Given task a:
Please translate this sentence from the article on Edward Astley-Rushton into Spanish: "Vice-Admiral Edward Astley Astley-Rushton, CB, CMG (4 September 1879 - 18 July 1935) was a senior Royal Navy officer who commanded the Reserve Fleet."

Quoted passage:
- Born: 4 September 1879
- Died: 18 July 1935 (aged 55)
- Allegiance: United Kingdom
- Branch: Royal Navy
- Rank: Vice-Admiral
- Commands: HMAS Melbourne Royal Naval Staff College 2nd Cruiser Squadron in the Home Fleet Reserve Fleet
- Conflicts: World War I
- Awards: Companion of the Order of the Bath Companion of the Order of St Michael and St George

= Edward Astley-Rushton =

Royal Navy Vice-Admiral (1879-1935)

Vice-Admiral Edward Astley Astley-Rushton, CB, CMG (4 September 1879 - 18 July 1935) was a senior Royal Navy officer who commanded the Reserve Fleet.

==Naval career==
Astley-Rushton was commissioned in the Royal Navy, where he was confirmed as sub-lieutenant on 15 February 1899 and promoted to lieutenant on 15 February 1900. The following month, he was on 8 March posted to the destroyer HMS Flying Fish, while she was attached to the Victory, naval school of telegraphy.

Data extract:
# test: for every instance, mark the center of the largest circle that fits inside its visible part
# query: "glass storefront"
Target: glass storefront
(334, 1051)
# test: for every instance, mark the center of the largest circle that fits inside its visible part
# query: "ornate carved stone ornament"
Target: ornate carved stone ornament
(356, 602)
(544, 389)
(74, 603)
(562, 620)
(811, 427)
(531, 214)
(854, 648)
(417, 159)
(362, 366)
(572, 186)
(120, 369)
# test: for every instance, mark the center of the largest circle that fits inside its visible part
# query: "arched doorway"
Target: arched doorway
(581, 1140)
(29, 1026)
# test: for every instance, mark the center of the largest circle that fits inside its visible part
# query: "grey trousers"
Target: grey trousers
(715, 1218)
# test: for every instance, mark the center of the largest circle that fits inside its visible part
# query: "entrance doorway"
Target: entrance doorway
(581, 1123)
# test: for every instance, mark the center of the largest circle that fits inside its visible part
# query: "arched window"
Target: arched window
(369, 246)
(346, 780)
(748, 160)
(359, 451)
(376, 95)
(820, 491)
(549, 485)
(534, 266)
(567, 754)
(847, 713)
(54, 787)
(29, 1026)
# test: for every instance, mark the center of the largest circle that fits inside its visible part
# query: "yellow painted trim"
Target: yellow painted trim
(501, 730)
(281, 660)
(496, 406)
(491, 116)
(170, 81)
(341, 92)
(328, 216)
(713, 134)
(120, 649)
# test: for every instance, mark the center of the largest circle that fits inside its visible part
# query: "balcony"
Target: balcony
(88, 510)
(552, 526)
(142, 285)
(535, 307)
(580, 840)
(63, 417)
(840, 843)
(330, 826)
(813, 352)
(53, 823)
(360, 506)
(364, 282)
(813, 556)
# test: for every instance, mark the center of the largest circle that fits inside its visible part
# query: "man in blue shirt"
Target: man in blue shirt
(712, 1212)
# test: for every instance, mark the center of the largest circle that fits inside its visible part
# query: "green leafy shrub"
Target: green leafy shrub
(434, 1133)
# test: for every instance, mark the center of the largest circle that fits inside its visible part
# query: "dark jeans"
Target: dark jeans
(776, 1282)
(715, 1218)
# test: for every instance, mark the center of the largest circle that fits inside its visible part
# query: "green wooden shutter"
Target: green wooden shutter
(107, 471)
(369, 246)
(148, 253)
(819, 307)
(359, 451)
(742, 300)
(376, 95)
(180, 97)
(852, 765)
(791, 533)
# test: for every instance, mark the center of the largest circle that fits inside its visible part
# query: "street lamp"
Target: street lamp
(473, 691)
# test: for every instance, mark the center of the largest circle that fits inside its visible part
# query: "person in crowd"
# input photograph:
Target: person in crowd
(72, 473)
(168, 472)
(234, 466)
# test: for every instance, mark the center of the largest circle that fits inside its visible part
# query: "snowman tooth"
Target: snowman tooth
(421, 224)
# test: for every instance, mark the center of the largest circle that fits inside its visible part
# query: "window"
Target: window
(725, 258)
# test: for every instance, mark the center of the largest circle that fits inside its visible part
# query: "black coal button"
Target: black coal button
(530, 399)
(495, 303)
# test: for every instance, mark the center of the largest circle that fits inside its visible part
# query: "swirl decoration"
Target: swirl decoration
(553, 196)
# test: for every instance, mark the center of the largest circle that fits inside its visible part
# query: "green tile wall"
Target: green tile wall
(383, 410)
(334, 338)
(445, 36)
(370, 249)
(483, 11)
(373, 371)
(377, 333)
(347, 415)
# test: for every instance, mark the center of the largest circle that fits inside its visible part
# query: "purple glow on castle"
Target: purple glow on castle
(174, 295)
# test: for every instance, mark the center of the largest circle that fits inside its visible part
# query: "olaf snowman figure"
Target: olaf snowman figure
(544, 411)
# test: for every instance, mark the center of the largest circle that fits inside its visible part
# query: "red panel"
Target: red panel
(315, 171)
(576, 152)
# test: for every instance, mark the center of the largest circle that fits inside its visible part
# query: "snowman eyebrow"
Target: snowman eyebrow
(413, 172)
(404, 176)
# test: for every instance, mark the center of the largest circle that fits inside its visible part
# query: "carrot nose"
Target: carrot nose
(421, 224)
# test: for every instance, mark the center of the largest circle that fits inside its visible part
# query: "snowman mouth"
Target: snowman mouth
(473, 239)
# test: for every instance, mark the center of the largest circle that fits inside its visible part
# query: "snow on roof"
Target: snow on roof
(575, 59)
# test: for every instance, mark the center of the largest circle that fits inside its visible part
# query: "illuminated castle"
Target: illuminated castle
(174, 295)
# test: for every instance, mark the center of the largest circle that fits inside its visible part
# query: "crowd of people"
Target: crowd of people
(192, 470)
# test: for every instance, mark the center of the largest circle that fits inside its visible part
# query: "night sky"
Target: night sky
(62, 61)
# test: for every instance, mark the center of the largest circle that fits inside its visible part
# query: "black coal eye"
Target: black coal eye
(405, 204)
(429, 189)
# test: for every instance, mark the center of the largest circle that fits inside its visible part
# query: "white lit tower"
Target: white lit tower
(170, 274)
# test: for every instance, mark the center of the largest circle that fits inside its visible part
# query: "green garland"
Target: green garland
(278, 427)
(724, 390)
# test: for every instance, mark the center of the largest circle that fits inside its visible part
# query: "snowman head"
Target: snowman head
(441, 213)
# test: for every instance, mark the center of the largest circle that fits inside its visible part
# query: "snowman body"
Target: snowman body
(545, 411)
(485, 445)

Given task b:
Show each line of the listing above that contains the word "illuminated", with case treated as significant.

Task answer a:
El vicealmirante Edward Astley Astley-Rushton, CB, CMG (4 de septiembre de 1879 - 18 de julio de 1935) fue un oficial de alto rango de la Marina Real que comandó la Flota de Reserva.

Task answer b:
# query: "illuminated castle"
Target: illuminated castle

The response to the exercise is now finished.